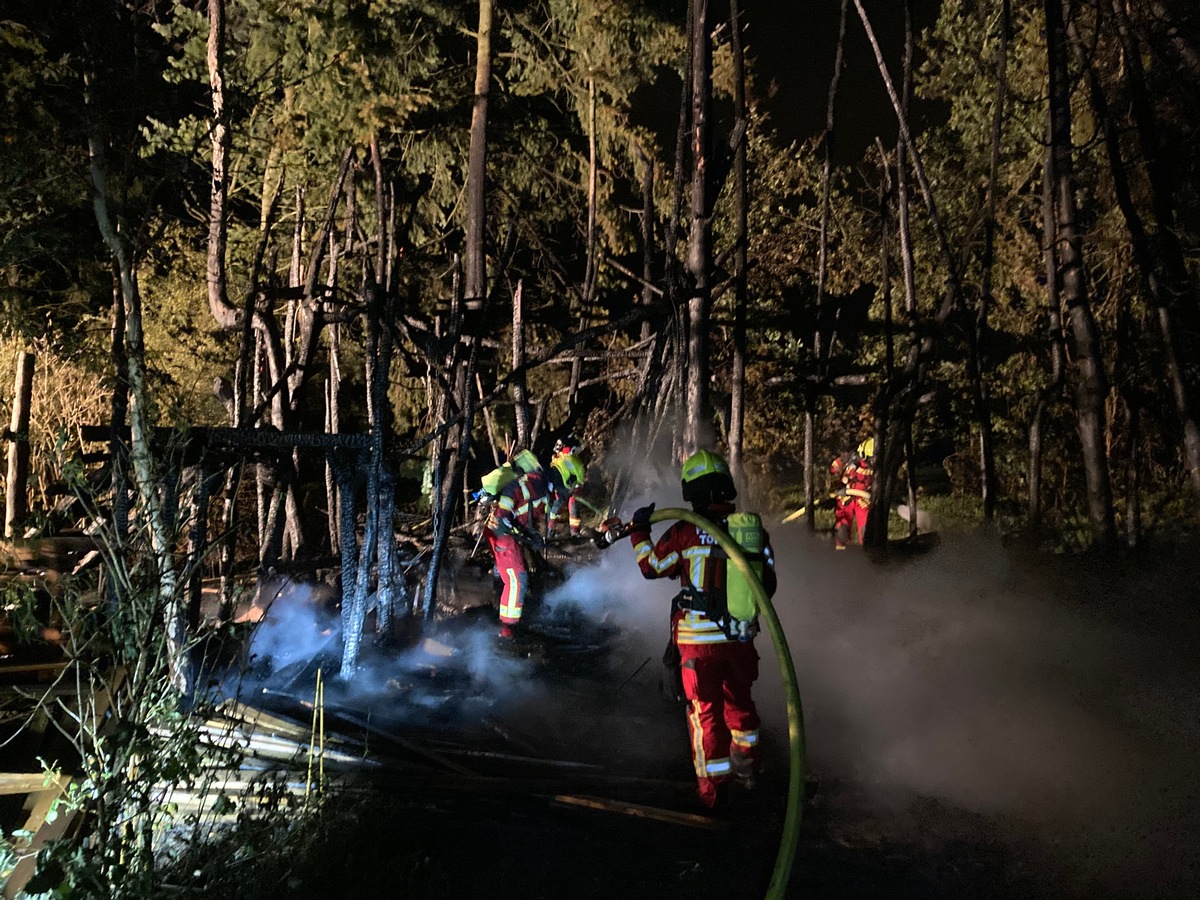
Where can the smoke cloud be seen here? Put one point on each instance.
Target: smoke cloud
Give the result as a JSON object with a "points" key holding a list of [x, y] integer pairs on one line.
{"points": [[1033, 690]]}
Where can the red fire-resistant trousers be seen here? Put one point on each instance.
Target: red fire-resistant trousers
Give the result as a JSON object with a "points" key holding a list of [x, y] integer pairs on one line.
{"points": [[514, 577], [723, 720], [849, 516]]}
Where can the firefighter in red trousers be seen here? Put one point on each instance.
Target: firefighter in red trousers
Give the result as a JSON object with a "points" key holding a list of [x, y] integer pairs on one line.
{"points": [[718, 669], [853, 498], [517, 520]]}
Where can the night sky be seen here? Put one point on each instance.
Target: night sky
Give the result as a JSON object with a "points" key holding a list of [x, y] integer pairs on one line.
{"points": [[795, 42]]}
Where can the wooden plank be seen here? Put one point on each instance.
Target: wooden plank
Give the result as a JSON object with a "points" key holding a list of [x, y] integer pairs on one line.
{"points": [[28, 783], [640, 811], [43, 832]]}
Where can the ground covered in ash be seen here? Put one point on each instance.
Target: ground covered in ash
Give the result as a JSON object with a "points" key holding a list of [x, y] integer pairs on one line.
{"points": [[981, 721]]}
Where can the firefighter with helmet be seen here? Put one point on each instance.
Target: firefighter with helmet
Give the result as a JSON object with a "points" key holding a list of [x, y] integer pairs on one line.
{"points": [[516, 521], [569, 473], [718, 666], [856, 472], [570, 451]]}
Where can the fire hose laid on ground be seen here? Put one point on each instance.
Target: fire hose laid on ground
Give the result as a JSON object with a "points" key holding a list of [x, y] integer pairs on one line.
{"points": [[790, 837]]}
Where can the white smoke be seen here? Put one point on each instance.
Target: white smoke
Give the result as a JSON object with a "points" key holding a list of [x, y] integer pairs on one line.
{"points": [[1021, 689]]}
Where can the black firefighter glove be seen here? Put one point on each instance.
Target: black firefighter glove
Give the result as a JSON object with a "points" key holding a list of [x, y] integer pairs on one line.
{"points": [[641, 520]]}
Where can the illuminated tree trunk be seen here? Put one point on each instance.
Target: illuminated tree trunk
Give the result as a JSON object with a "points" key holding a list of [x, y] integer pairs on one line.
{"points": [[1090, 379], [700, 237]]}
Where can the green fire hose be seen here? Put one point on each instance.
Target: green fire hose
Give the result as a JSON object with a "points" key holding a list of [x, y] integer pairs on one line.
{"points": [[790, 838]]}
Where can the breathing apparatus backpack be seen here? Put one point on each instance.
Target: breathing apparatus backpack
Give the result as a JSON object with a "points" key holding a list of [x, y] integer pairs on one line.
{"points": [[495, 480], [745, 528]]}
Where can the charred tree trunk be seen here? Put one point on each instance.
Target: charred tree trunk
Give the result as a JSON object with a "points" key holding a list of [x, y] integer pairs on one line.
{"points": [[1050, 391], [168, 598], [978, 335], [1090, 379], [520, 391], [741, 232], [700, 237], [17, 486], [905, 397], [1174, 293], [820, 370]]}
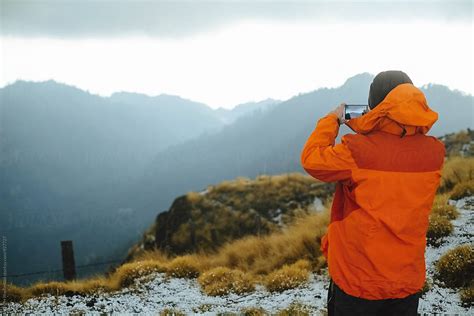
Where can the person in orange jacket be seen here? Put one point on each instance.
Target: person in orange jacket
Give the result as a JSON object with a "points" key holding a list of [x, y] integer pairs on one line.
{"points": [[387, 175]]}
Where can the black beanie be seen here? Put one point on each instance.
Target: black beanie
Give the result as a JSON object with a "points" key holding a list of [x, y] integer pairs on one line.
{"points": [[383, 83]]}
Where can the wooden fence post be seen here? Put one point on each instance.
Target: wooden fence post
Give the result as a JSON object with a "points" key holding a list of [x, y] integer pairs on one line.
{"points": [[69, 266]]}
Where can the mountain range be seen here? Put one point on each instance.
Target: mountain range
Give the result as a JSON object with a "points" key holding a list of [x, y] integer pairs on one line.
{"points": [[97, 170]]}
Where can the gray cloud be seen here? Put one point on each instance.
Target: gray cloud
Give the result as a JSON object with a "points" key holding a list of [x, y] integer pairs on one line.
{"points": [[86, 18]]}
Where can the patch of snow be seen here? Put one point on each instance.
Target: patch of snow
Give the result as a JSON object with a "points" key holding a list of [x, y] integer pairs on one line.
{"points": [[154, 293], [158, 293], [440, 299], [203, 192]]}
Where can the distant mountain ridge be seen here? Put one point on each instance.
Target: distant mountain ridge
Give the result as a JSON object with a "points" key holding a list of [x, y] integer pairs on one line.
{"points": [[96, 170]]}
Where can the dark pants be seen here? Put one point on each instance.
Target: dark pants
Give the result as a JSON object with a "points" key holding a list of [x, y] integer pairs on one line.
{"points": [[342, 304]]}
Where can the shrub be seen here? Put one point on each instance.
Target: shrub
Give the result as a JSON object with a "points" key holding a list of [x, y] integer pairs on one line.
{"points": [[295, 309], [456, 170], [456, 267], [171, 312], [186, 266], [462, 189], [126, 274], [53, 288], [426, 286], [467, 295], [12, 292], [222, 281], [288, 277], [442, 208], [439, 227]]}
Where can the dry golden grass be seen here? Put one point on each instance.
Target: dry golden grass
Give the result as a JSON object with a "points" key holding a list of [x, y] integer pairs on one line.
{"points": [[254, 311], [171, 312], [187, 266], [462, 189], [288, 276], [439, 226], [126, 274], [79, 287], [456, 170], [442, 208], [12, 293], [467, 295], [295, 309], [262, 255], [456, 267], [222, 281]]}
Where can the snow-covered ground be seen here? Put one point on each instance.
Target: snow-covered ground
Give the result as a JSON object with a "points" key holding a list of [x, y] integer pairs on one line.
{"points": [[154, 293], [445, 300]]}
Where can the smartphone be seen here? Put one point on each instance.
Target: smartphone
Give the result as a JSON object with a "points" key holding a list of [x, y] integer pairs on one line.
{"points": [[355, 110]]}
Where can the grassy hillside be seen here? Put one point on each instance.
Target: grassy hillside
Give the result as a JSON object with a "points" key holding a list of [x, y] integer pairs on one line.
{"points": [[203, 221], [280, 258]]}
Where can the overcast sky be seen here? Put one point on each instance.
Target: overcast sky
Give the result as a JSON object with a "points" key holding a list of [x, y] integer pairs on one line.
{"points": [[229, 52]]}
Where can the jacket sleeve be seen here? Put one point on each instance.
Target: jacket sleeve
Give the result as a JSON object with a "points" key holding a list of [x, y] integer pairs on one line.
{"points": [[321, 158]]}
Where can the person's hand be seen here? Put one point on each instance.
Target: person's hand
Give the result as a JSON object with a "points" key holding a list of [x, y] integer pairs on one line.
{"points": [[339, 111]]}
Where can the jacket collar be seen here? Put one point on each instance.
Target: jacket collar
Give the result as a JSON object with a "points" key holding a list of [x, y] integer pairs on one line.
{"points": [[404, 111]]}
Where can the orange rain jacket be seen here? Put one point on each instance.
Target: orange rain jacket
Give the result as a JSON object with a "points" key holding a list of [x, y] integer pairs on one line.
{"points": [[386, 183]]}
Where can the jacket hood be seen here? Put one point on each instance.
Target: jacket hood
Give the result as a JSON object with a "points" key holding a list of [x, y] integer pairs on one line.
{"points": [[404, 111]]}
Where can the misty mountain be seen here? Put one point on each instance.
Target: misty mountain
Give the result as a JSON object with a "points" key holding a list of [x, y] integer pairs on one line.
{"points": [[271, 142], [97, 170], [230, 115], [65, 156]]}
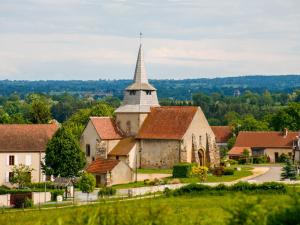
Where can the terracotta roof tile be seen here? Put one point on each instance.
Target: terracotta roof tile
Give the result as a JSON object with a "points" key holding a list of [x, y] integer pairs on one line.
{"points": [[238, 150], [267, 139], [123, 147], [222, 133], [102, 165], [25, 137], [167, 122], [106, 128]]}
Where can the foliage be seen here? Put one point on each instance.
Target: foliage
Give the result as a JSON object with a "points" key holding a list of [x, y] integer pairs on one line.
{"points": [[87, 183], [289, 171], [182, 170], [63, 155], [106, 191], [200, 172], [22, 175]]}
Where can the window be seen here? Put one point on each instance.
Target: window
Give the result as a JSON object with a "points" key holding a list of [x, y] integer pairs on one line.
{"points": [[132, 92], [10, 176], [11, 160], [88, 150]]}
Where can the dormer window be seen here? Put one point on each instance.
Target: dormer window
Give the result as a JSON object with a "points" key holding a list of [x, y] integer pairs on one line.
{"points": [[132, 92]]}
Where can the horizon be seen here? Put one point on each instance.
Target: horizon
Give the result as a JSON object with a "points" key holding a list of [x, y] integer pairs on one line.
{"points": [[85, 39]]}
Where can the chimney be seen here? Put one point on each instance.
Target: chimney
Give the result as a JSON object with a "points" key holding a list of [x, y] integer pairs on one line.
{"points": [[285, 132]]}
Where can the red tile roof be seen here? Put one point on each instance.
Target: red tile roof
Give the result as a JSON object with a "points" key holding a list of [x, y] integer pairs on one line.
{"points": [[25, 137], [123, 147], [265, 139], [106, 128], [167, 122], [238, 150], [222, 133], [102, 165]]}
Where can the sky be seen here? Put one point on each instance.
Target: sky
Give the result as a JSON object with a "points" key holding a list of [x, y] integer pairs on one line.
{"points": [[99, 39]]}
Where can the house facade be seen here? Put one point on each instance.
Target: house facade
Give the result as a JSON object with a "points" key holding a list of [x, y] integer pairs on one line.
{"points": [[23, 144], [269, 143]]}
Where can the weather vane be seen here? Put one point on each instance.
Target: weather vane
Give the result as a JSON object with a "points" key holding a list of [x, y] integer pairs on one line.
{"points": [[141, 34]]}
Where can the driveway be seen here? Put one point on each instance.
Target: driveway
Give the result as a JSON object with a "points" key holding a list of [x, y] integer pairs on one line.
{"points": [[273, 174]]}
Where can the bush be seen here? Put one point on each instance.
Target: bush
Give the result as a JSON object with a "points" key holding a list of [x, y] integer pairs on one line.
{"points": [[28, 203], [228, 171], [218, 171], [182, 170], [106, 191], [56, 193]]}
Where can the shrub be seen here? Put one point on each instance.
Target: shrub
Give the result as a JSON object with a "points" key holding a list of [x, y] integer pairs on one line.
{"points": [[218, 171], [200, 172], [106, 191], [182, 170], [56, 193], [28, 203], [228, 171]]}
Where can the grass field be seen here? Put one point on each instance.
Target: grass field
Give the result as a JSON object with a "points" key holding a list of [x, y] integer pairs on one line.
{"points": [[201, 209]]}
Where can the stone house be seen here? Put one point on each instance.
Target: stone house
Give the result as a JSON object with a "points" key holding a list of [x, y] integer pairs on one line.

........

(Required task): Exactly and only the lines from the one containing "Where can the grass field" through the end of the material are to be reproduced, both ends included.

(Reply):
Where can the grass field be seen here? Put one point on each instance.
Target: grass field
Give the result as a JSON object with a "points" key holding a list of [x, y] integer pairs on one line.
{"points": [[201, 209]]}
Where can the stone house be seen here? Put one point on each instance.
Target: stone house
Give the result as a JSON object with a "points" key holding a list of [x, y] integer pairs on one line.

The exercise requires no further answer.